:: DATA ENTRIES ::

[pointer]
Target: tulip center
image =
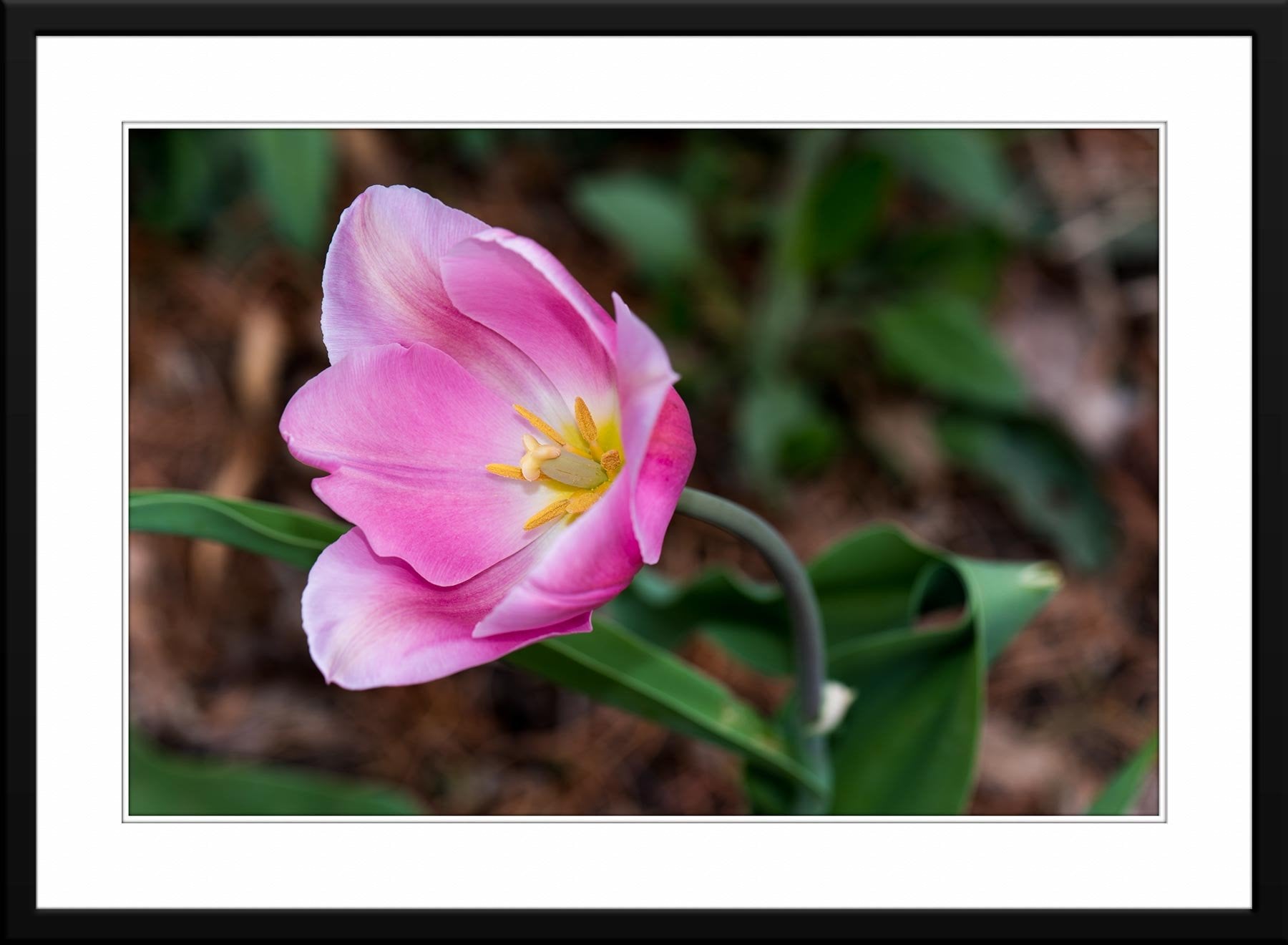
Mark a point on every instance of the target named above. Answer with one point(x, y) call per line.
point(580, 473)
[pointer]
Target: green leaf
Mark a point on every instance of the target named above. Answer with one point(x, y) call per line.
point(260, 528)
point(613, 666)
point(1041, 475)
point(908, 743)
point(294, 172)
point(165, 784)
point(650, 220)
point(942, 343)
point(961, 261)
point(782, 428)
point(841, 210)
point(964, 164)
point(1123, 790)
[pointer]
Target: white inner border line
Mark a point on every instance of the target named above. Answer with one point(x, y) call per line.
point(1161, 127)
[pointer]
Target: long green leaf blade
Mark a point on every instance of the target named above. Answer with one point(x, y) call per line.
point(613, 666)
point(260, 528)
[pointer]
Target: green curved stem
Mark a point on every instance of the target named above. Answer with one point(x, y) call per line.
point(801, 600)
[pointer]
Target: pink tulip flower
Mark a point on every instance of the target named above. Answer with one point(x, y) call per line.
point(508, 452)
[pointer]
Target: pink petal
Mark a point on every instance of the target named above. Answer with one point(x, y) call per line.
point(406, 435)
point(584, 565)
point(655, 426)
point(383, 284)
point(373, 621)
point(514, 286)
point(663, 476)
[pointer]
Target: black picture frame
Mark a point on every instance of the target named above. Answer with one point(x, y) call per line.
point(1264, 21)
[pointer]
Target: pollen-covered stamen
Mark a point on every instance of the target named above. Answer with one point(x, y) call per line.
point(612, 462)
point(549, 513)
point(510, 472)
point(586, 427)
point(535, 458)
point(584, 500)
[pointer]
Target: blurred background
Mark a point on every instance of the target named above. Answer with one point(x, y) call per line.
point(952, 329)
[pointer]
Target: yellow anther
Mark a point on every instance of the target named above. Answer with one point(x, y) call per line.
point(549, 513)
point(540, 425)
point(584, 500)
point(586, 426)
point(612, 462)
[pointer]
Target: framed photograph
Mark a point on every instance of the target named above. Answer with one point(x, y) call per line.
point(741, 478)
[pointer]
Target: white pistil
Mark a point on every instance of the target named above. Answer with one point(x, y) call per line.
point(535, 457)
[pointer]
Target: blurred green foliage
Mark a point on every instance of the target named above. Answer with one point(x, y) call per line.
point(1123, 790)
point(185, 180)
point(167, 784)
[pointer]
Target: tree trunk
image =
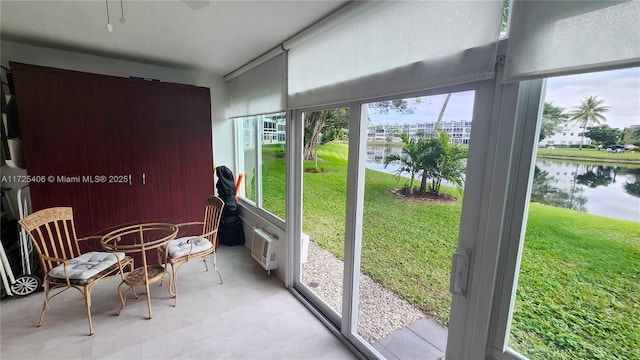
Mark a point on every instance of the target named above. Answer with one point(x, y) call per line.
point(314, 122)
point(423, 183)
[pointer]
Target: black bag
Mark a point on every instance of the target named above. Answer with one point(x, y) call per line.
point(230, 231)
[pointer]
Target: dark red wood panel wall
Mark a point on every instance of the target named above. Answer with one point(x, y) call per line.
point(80, 124)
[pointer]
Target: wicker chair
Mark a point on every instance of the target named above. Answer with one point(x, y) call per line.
point(184, 249)
point(53, 234)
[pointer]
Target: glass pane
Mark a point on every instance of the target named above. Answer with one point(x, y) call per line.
point(416, 160)
point(578, 284)
point(273, 163)
point(247, 133)
point(324, 203)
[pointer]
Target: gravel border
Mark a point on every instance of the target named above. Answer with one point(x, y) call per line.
point(381, 312)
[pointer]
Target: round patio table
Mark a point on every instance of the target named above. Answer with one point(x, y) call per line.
point(140, 238)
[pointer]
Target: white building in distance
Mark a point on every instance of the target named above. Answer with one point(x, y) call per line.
point(459, 131)
point(570, 134)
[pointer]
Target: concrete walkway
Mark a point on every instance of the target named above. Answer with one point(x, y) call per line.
point(422, 339)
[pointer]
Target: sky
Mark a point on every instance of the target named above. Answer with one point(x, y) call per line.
point(620, 90)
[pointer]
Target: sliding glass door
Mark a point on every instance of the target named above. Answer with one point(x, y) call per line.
point(382, 190)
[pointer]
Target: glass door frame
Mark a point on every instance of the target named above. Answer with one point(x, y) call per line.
point(493, 134)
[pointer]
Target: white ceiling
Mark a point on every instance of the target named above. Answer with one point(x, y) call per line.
point(217, 36)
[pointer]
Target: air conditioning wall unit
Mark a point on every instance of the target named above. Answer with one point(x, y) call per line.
point(264, 249)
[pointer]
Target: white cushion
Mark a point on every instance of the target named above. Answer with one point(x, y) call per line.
point(86, 265)
point(180, 247)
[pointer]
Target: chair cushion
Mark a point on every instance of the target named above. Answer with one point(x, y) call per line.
point(180, 247)
point(86, 265)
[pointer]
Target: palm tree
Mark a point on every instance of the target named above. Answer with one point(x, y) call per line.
point(409, 159)
point(589, 111)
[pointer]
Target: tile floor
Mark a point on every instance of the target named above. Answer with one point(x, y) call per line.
point(250, 316)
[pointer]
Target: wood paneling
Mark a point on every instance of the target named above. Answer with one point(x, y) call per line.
point(79, 124)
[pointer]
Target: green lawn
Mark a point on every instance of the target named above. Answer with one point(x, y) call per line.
point(589, 154)
point(579, 287)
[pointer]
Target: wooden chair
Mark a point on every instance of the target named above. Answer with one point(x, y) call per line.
point(181, 250)
point(53, 234)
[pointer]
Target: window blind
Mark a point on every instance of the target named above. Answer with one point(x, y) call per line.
point(551, 38)
point(260, 90)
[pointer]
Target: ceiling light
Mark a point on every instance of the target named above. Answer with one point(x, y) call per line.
point(109, 27)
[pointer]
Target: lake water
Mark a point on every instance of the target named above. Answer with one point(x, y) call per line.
point(610, 191)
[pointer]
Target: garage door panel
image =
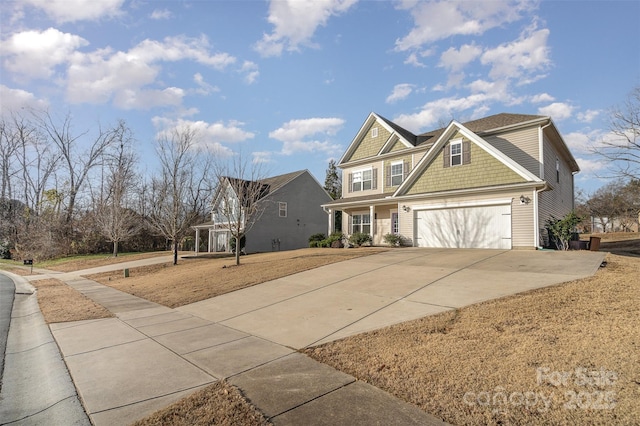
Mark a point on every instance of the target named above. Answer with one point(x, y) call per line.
point(468, 227)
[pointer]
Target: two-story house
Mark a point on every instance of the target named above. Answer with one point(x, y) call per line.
point(287, 211)
point(487, 183)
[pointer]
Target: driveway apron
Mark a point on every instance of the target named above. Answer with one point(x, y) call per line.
point(149, 356)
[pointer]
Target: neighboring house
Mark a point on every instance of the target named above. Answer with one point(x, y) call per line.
point(289, 212)
point(487, 183)
point(608, 224)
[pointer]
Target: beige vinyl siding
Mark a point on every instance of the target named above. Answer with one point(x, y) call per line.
point(369, 146)
point(520, 145)
point(484, 170)
point(522, 217)
point(558, 201)
point(397, 146)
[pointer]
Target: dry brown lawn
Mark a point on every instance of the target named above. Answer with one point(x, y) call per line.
point(217, 404)
point(568, 354)
point(61, 303)
point(196, 279)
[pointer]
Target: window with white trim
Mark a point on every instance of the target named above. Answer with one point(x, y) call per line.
point(362, 180)
point(456, 152)
point(396, 173)
point(394, 224)
point(361, 223)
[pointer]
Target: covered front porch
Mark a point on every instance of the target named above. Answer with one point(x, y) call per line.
point(376, 220)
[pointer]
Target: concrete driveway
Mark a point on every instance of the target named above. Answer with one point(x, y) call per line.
point(371, 292)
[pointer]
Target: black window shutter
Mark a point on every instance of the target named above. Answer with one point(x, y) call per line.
point(466, 152)
point(446, 155)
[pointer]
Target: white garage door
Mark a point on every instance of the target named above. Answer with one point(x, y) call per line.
point(465, 227)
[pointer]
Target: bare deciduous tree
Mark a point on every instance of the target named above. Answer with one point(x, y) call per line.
point(114, 216)
point(77, 165)
point(178, 194)
point(237, 201)
point(623, 150)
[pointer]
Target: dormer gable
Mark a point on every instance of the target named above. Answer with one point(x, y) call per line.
point(457, 146)
point(375, 137)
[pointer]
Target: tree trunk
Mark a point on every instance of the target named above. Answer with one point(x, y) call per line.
point(237, 251)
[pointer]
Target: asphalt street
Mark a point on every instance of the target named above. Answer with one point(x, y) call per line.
point(7, 293)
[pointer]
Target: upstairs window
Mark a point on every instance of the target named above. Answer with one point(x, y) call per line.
point(456, 153)
point(361, 223)
point(396, 173)
point(362, 180)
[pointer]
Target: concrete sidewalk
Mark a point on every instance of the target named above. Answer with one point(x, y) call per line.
point(36, 387)
point(150, 356)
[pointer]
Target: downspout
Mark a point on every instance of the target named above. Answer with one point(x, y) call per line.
point(536, 193)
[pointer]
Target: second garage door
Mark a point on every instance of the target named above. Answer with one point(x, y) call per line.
point(465, 227)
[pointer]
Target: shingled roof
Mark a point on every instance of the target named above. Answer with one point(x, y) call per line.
point(491, 122)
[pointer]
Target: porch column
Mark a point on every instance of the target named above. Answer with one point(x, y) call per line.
point(372, 213)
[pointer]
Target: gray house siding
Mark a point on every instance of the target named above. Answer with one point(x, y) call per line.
point(305, 216)
point(558, 201)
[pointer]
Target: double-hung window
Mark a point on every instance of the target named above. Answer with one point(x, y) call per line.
point(456, 152)
point(362, 180)
point(361, 223)
point(394, 224)
point(396, 173)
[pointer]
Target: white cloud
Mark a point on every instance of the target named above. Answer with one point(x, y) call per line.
point(295, 22)
point(262, 157)
point(160, 14)
point(519, 59)
point(557, 111)
point(580, 141)
point(78, 10)
point(456, 59)
point(99, 76)
point(210, 136)
point(35, 54)
point(437, 20)
point(588, 116)
point(250, 69)
point(204, 87)
point(15, 100)
point(299, 135)
point(146, 99)
point(590, 166)
point(542, 97)
point(400, 92)
point(443, 110)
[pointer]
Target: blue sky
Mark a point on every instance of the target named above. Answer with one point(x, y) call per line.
point(291, 82)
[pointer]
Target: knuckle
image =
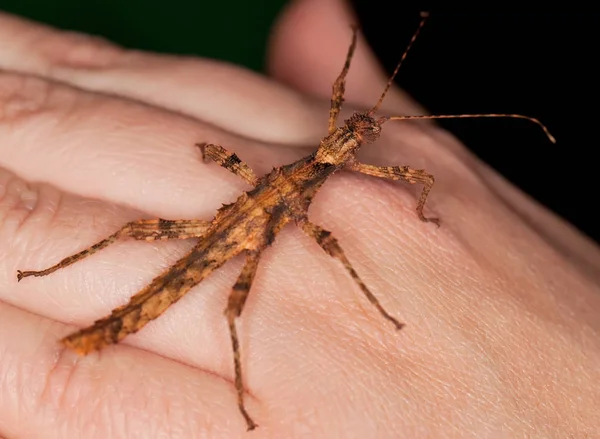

:::

EXERCISE DETAILS: Lay out the lines of the material as a numbered list, starting at the first line and ending at the line that contains "point(801, 600)", with both end lines included and blank lines left out. Leave the pictures out of the answer.

WRITTEN RESPONSE:
1. [pointer]
2. Target: tulip center
3. image =
4. Mark a point on every instance of the target named above. Answer with one point(x, y) call per line.
5. point(580, 473)
6. [pointer]
7. Target: green leaf
8. Mark a point on every instance of the target named above. Answer with one point(x, y) call per line.
9. point(260, 528)
10. point(613, 666)
11. point(1041, 475)
12. point(908, 743)
13. point(294, 172)
14. point(165, 784)
15. point(650, 220)
16. point(942, 343)
17. point(961, 261)
18. point(782, 428)
19. point(841, 210)
20. point(964, 164)
21. point(1123, 790)
22. [pointer]
23. Target: white inner border line
24. Mark a point on every instance of the target named above. Answer with one point(x, y) call per line.
25. point(1161, 127)
26. [pointer]
27. Target: long green leaf blade
28. Mark a point on every instance of the target named above. Answer with one point(x, y) call per line.
29. point(613, 666)
30. point(260, 528)
31. [pointer]
32. Target: green curved stem
33. Mark a point on every instance of the target named above. Answer with one point(x, y) call per line.
34. point(801, 600)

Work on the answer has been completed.